◆ **Task to carry out**:
Copy, from the data below, each line that has the word "electrical".

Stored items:
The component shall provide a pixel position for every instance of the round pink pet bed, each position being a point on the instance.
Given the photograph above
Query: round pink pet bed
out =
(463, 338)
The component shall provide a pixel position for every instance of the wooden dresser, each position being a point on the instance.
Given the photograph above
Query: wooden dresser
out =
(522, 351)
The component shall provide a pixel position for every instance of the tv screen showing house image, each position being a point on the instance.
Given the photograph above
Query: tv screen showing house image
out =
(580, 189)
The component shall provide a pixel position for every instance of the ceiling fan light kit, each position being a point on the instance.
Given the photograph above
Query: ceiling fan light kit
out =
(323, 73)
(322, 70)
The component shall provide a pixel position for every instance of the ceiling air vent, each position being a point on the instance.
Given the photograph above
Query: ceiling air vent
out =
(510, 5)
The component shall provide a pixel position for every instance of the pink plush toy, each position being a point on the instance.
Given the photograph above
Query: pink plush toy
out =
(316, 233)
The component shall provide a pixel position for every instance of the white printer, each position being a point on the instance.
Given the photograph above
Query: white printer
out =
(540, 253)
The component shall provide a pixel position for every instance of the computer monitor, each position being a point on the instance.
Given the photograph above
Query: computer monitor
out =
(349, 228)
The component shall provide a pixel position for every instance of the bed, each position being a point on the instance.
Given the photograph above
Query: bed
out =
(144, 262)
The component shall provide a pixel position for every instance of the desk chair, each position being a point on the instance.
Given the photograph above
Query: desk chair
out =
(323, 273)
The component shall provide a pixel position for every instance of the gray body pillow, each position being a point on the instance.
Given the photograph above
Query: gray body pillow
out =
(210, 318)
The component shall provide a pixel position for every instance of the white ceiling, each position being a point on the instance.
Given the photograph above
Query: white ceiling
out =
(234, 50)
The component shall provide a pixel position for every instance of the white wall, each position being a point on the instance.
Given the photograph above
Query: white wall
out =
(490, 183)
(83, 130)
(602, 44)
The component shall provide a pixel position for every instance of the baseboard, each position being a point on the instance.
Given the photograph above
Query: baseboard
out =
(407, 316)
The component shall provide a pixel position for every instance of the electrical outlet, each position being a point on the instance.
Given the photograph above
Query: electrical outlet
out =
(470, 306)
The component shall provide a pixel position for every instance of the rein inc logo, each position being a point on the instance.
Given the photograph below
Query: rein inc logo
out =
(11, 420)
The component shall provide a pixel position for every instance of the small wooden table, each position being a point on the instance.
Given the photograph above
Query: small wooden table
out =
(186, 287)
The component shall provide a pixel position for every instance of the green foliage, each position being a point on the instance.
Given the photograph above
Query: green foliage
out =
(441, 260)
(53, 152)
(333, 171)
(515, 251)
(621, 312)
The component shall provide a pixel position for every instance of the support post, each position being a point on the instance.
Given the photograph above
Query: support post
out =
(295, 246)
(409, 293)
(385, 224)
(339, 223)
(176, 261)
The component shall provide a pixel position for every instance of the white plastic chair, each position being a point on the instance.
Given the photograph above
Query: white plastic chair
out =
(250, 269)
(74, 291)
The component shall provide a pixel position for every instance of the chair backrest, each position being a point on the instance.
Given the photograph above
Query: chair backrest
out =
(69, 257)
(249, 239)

◆ **Solution below**:
The component shall provide a pixel position for every instance of the electrical outlet, each position being a point on the instance.
Query: electrical outlet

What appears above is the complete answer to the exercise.